- _Text shown_:
In Egypt, Believer Echoes Easter Hope in the Wake of Witnessing Friend’s Death
When his friend is murdered, one man finds hope in the truth behind Easter
For Christians, the importance of Easter cannot be overemphasized. Not the traditions or festivities themselves, but rather what they point to – the resurrection of Jesus Christ.
In his first letter to the church in Corinth, the Apostle Paul says in 1 Corinthians 15, “…if Christ has not been raised, your faith is futile and you are still in your sins. Then those also who have fallen asleep in Christ have perished. If in Christ we have hope in this life only, we are of all people most to be pitied” (1 Corinthians 15:14).
But because Christ has been raised, Paul adds, “Death is swallowed up in victory. O death, where is your victory? O death, where is your sting?”
It is this Easter hope that assures persecuted believers like Benjamin Mofta of Egypt to place their faith in Christ alone, even when life is threatened and the lives of those around them are taken. Mofta shares how the death of his friend and fellow Coptic priest Samaan Shehata–and his own near-fatal counter–has emboldened his faith.
“I love Jesus,” Benjamin says. “I want to live close to Him. Be as close to Him as a man is close to his wife.”
It is this love for his Savior that has both sustained and strengthened Benjamin Mofta’s faith in the wake of the brutal attack that took the life of his friend/fellow priest Samaan Shehata. He was 45.
Before the attack, the two Coptic priests had received occasional threats from radical Muslims. But in Egypt, threats from Muslim extremists, especially when you’re a church leader, are part of the Christian experience. In 2017, more than 170 Christians in Egypt were killed for their faith.
“The threats didn’t seem to faze him,” Mofta says of his friend. “He really loved the people of his village, both Christian and Muslim. He helped all of them regardless of their religion. And he made long, tiring trips to Cairo to collect funds for this work and serve those in need.”

- _Dataset extract_:
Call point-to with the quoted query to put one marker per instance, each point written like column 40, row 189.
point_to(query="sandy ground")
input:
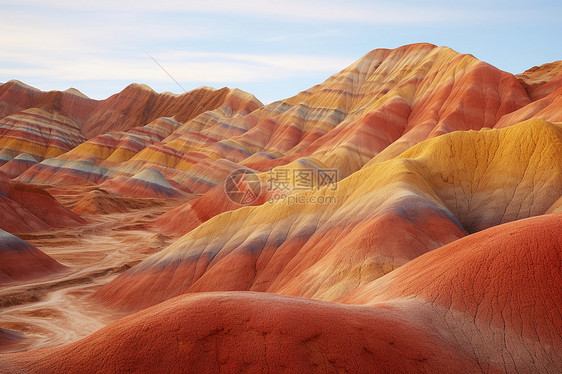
==
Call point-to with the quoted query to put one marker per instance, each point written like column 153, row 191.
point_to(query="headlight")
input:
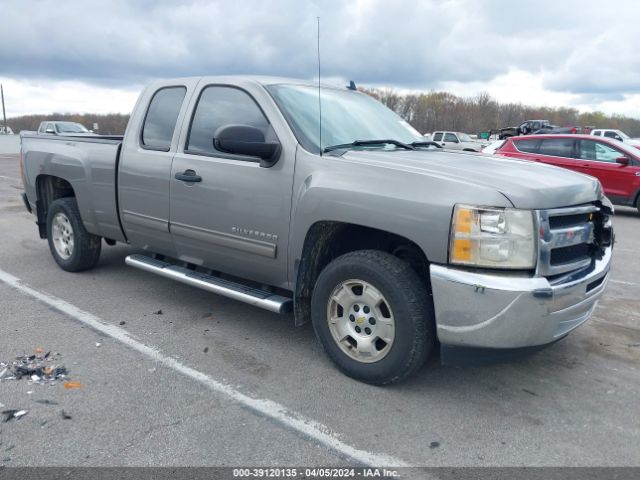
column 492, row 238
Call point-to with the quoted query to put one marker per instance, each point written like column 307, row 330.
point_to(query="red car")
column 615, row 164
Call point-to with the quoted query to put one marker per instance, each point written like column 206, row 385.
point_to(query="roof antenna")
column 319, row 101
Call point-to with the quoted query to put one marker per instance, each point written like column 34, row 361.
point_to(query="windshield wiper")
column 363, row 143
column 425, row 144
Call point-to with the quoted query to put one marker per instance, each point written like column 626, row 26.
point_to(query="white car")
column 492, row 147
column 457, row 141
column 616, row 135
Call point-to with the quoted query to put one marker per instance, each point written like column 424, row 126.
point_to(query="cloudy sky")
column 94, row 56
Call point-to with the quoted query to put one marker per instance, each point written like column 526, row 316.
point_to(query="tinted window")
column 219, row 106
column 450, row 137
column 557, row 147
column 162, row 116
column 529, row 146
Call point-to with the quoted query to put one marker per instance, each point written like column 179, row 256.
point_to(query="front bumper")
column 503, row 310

- _Tasks to perform_:
**a.** Please translate this sentence from the Easter article above into Spanish: "In 2017, more than 170 Christians in Egypt were killed for their faith."
**b.** From the Easter article above, extract the passage from "In his first" up to and including "emboldened his faith.".

- _Solutions to the problems_:
**a.** En 2017, más de 170 cristianos fueron asesinados en Egipto por su fe.

**b.**
In his first letter to the church in Corinth, the Apostle Paul says in 1 Corinthians 15, “…if Christ has not been raised, your faith is futile and you are still in your sins. Then those also who have fallen asleep in Christ have perished. If in Christ we have hope in this life only, we are of all people most to be pitied” (1 Corinthians 15:14).
But because Christ has been raised, Paul adds, “Death is swallowed up in victory. O death, where is your victory? O death, where is your sting?”
It is this Easter hope that assures persecuted believers like Benjamin Mofta of Egypt to place their faith in Christ alone, even when life is threatened and the lives of those around them are taken. Mofta shares how the death of his friend and fellow Coptic priest Samaan Shehata–and his own near-fatal counter–has emboldened his faith.